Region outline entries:
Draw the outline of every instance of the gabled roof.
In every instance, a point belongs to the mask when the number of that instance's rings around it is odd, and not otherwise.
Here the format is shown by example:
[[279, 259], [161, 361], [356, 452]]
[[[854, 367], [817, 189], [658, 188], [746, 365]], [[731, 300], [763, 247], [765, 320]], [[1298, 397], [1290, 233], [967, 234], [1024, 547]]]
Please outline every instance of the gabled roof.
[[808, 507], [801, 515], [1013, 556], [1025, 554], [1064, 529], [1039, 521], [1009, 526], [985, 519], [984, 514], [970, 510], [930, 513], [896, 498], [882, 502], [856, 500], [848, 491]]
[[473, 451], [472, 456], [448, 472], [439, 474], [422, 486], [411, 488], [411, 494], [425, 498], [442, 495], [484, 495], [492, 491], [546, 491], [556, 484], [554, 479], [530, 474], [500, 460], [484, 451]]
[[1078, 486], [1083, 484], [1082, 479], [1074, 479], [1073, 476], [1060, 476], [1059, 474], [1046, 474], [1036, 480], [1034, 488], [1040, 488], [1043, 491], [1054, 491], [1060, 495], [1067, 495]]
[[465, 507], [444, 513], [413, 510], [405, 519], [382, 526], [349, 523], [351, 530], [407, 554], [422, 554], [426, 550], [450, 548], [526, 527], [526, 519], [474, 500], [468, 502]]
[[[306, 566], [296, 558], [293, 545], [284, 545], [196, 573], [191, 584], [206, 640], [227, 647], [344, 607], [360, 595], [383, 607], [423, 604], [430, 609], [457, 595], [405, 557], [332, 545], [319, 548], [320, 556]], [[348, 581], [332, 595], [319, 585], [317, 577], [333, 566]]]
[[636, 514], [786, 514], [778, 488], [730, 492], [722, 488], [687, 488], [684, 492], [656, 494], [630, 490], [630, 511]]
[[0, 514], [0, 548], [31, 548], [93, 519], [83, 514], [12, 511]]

— What you have to do —
Return every line of the data above verbatim, with nothing altered, added, or left out.

— Result for this exercise —
Draw the outline of every instance of the gabled roof.
In every instance, a point belongs to the mask when the number of that instance's rings around it is odd, and not otherwise.
Here the format is shown by example:
[[279, 259], [161, 361], [356, 452]]
[[[854, 367], [817, 189], [658, 188], [746, 365]], [[731, 300], [763, 247], [765, 320]], [[1298, 397], [1290, 233], [967, 234], [1024, 547]]]
Please outline every instance of the gabled roof.
[[808, 507], [801, 515], [1013, 556], [1025, 554], [1064, 529], [1039, 521], [1009, 526], [985, 519], [984, 514], [970, 510], [930, 513], [896, 498], [882, 502], [856, 500], [848, 491]]
[[473, 451], [472, 456], [448, 472], [439, 474], [422, 486], [411, 488], [411, 494], [425, 498], [442, 495], [484, 495], [492, 491], [546, 491], [556, 484], [554, 479], [530, 474], [500, 460], [484, 451]]
[[1078, 486], [1083, 484], [1082, 479], [1074, 479], [1073, 476], [1060, 476], [1059, 474], [1046, 474], [1036, 480], [1034, 488], [1040, 488], [1043, 491], [1054, 491], [1060, 495], [1067, 495]]
[[465, 507], [444, 513], [413, 510], [405, 519], [382, 526], [349, 523], [351, 530], [407, 554], [422, 554], [426, 550], [450, 548], [526, 527], [526, 519], [474, 500], [468, 502]]
[[[306, 566], [296, 558], [293, 545], [284, 545], [196, 573], [191, 584], [206, 640], [227, 647], [344, 607], [360, 595], [383, 607], [423, 604], [430, 609], [457, 595], [405, 557], [332, 545], [319, 548], [320, 556]], [[348, 581], [332, 595], [319, 585], [317, 577], [333, 566]]]
[[636, 514], [786, 514], [778, 488], [730, 492], [722, 488], [687, 488], [684, 492], [656, 494], [630, 490], [630, 511]]
[[0, 514], [0, 548], [31, 548], [93, 519], [83, 514], [12, 511]]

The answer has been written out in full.